### What you are asked to do
Every line from the one with "Camera-trap tally: mark every instance of the dirt" through the end of the records below should be restated word for word, and nothing outside that span.

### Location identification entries
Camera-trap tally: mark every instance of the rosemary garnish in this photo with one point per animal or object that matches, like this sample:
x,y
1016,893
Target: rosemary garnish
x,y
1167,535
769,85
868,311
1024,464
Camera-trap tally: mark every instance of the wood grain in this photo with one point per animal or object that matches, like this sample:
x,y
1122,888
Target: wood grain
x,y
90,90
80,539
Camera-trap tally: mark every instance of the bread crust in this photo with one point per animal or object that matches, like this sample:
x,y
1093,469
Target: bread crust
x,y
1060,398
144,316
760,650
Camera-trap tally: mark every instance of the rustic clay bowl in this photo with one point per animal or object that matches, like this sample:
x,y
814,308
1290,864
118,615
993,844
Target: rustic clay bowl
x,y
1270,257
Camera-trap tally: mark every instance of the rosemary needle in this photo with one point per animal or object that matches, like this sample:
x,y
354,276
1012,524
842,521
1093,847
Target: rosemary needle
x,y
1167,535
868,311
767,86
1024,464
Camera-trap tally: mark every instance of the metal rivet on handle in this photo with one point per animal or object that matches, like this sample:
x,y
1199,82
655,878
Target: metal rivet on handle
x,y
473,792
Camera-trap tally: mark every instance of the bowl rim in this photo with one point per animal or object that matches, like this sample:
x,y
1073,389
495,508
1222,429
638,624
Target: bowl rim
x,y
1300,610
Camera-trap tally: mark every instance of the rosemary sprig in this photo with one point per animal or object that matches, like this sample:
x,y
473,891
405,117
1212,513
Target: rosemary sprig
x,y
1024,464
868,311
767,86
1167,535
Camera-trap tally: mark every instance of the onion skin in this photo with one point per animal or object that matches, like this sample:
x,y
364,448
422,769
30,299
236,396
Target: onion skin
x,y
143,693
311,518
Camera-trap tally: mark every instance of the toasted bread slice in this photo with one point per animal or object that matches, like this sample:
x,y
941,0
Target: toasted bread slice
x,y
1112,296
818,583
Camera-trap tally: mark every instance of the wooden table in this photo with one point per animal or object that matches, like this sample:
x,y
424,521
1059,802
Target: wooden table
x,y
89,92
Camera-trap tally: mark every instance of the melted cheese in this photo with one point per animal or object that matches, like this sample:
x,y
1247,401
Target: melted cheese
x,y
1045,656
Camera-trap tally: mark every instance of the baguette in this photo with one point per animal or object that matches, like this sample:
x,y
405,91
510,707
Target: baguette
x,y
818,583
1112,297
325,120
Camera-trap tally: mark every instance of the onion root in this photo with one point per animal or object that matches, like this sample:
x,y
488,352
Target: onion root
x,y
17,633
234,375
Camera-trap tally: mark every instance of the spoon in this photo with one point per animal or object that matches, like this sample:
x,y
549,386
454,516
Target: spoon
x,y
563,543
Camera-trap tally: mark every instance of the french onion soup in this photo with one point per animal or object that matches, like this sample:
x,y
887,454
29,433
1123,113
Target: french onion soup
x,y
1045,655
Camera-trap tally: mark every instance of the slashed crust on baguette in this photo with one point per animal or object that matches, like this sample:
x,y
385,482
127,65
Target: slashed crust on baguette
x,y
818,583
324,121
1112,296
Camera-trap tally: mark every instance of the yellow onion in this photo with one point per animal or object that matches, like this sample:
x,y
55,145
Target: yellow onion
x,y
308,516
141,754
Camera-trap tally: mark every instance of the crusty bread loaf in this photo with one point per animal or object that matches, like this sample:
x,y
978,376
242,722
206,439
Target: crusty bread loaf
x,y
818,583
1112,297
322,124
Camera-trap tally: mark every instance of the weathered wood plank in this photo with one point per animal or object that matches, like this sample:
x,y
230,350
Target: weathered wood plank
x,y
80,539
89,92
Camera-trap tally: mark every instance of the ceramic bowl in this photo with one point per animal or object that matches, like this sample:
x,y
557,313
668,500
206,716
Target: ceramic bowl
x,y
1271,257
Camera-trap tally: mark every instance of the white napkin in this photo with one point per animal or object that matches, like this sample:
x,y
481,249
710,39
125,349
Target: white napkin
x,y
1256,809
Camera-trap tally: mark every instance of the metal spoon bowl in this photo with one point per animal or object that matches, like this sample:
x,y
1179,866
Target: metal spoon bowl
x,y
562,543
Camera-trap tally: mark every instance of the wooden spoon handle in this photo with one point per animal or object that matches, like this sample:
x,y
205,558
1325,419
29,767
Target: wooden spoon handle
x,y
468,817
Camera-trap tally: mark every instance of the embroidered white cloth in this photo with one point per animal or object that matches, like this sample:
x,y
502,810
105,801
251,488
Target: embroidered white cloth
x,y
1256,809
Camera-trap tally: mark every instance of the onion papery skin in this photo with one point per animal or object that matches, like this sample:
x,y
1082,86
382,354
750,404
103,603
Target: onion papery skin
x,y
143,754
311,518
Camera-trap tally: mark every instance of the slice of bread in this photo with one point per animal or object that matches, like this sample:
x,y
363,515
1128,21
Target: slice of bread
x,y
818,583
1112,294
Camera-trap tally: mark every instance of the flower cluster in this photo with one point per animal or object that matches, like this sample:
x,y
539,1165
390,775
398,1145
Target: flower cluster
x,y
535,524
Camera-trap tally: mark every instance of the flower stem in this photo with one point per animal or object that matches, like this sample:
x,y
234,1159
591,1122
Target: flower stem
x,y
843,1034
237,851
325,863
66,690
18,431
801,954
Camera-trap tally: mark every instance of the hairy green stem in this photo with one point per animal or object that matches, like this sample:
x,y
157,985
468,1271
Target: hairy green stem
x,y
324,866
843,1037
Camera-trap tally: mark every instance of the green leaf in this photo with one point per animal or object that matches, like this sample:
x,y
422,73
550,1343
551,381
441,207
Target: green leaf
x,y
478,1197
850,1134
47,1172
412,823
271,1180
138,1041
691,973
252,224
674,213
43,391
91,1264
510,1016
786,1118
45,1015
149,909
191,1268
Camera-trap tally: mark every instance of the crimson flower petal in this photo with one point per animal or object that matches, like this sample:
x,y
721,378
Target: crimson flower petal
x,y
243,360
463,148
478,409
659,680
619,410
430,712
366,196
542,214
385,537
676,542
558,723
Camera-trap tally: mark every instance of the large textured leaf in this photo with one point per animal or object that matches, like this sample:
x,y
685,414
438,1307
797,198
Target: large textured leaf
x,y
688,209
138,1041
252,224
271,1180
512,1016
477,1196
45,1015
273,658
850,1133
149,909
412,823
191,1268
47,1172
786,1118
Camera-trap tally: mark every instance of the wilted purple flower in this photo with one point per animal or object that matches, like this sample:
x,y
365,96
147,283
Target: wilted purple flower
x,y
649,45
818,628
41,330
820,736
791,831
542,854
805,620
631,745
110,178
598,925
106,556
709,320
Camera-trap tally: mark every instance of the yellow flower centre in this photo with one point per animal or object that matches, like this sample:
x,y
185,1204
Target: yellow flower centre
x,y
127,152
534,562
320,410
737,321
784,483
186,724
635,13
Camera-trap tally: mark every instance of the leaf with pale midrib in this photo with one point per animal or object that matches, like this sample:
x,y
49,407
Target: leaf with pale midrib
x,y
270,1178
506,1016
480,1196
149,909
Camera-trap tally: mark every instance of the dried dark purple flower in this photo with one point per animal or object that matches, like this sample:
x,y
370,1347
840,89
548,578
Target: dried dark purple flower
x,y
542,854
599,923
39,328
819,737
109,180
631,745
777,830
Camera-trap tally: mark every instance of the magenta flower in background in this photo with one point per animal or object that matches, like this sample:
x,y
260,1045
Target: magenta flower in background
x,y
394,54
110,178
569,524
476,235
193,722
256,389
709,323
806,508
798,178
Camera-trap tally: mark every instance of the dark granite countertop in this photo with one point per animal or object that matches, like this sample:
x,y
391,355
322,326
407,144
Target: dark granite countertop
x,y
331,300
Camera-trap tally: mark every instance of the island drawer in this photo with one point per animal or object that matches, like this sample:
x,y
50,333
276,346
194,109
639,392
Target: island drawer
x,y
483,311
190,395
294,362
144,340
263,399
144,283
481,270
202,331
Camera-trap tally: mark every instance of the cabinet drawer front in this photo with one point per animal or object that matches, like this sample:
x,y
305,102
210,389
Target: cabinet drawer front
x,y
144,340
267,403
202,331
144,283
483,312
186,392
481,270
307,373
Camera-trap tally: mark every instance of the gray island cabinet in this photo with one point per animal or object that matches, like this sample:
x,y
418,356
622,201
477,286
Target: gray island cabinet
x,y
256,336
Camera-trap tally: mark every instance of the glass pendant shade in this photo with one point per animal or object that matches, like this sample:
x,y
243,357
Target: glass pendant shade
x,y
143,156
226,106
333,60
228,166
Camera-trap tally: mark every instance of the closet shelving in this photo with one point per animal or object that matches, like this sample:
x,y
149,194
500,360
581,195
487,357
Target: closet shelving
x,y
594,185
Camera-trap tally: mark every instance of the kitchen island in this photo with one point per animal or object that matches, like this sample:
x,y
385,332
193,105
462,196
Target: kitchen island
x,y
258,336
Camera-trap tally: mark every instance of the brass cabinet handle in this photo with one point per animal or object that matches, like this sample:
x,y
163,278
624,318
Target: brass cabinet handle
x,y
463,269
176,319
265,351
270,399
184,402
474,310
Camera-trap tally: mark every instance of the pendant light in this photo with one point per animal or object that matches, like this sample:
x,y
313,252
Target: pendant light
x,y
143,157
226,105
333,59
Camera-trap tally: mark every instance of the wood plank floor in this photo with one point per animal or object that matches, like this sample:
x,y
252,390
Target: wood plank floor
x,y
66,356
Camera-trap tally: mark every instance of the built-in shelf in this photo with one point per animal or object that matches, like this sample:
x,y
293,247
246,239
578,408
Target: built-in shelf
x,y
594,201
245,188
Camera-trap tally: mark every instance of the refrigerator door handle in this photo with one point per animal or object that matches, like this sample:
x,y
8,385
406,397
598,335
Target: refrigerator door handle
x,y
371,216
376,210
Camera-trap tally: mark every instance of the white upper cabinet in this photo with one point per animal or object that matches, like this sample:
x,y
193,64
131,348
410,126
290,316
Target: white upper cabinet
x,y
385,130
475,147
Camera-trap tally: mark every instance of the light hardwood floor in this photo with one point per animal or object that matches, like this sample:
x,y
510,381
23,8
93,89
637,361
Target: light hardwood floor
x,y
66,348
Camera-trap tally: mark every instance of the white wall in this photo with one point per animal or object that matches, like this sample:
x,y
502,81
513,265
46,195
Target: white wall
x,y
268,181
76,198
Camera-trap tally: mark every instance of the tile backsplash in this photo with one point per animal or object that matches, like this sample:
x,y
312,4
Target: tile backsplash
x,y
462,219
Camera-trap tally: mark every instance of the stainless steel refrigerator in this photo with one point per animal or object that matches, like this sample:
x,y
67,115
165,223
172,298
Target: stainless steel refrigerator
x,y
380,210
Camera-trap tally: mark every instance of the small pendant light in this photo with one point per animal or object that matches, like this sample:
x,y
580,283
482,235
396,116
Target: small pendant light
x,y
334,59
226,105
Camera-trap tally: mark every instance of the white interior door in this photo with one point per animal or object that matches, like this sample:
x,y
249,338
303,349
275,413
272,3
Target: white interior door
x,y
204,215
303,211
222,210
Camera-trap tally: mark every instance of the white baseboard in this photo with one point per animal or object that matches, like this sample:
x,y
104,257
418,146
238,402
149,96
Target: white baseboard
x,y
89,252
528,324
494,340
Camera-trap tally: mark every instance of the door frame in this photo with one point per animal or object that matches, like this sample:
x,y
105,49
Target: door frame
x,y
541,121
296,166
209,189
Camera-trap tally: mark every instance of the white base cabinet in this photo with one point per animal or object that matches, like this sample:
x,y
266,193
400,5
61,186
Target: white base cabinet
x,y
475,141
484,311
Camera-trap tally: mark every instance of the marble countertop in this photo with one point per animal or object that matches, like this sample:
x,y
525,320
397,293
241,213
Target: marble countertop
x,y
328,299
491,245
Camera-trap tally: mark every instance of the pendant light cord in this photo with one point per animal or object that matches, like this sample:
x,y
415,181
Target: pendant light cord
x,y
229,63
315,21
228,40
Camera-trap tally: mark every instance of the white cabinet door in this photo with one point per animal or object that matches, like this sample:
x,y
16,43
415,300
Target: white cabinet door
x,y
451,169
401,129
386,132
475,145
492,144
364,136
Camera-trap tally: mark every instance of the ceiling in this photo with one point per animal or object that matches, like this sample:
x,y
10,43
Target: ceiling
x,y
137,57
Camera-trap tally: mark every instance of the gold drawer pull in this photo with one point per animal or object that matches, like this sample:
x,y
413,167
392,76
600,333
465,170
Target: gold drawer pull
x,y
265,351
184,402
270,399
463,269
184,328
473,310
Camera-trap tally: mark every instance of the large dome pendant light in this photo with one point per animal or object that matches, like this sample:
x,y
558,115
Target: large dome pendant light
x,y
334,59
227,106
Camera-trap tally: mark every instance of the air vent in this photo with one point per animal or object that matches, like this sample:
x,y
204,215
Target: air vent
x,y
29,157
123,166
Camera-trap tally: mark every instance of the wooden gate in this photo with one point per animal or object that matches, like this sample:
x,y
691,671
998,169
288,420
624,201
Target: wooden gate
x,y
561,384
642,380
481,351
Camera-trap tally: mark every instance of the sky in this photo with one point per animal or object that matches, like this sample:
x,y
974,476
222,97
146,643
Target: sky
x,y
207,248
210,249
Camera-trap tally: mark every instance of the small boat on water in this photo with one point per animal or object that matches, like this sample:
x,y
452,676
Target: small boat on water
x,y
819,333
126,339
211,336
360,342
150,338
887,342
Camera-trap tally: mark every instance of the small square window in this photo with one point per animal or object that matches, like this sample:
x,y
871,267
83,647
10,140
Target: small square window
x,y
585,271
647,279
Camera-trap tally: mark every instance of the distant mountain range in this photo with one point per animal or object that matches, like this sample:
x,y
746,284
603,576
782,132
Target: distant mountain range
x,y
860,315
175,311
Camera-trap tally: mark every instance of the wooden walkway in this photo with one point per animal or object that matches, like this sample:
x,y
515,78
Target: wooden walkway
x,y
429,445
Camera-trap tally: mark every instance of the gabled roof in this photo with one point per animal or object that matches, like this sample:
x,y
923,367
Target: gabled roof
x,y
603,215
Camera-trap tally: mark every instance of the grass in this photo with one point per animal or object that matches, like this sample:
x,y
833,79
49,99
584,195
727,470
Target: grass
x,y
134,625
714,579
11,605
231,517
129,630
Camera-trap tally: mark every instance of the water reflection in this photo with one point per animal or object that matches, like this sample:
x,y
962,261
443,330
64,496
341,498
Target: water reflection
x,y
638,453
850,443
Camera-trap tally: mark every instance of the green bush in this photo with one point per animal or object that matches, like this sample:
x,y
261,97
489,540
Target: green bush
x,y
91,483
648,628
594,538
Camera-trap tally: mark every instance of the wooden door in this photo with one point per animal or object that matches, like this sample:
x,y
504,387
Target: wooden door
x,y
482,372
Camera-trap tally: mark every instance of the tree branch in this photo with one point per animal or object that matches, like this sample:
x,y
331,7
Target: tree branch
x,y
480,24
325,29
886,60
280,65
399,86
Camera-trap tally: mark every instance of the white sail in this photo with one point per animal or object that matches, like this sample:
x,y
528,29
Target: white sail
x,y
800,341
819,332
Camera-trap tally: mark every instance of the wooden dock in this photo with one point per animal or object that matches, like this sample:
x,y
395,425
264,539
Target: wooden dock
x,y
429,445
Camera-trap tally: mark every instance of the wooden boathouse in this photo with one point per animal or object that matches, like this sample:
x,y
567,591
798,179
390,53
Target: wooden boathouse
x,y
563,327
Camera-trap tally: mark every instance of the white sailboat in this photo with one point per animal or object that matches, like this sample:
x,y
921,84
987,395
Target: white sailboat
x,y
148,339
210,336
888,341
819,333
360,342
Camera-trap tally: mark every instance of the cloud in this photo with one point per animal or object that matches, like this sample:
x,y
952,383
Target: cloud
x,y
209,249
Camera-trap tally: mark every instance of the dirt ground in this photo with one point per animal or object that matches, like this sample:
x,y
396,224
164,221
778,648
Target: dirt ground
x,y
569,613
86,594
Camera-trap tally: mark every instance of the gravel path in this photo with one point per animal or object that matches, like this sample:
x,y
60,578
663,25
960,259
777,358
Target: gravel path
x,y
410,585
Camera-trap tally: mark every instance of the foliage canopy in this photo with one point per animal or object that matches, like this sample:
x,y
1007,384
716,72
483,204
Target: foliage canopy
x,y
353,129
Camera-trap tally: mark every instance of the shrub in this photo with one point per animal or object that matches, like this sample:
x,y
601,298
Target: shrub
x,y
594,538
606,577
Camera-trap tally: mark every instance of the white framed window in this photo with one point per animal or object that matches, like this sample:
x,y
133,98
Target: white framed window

### Response to the task
Camera-trap tally: mark every instance of the dirt ground in this photo with one point per animal or object that matches, like this sample:
x,y
396,224
164,221
778,648
Target: dirt ground
x,y
569,613
86,594
Camera-trap tally: mark every instance of the gravel path in this photo with one point per animal or object that matches, like this sample:
x,y
60,578
663,25
960,259
777,358
Target: gravel path
x,y
410,585
Camera-trap tally: mark every instance of the foliage canopy in this photo with one point per animal or object that matches, like this sample:
x,y
1007,384
716,72
483,204
Target: foliage canopy
x,y
353,129
Camera-trap tally: mark every instance of the shrub in this photo with one point per animal or object that matches, like this sample:
x,y
601,298
Target: shrub
x,y
594,538
606,577
Camera-trap tally: mark every instance of the white framed window in this photo with one point per animal or object that matches, like this sample:
x,y
133,98
Target: white framed window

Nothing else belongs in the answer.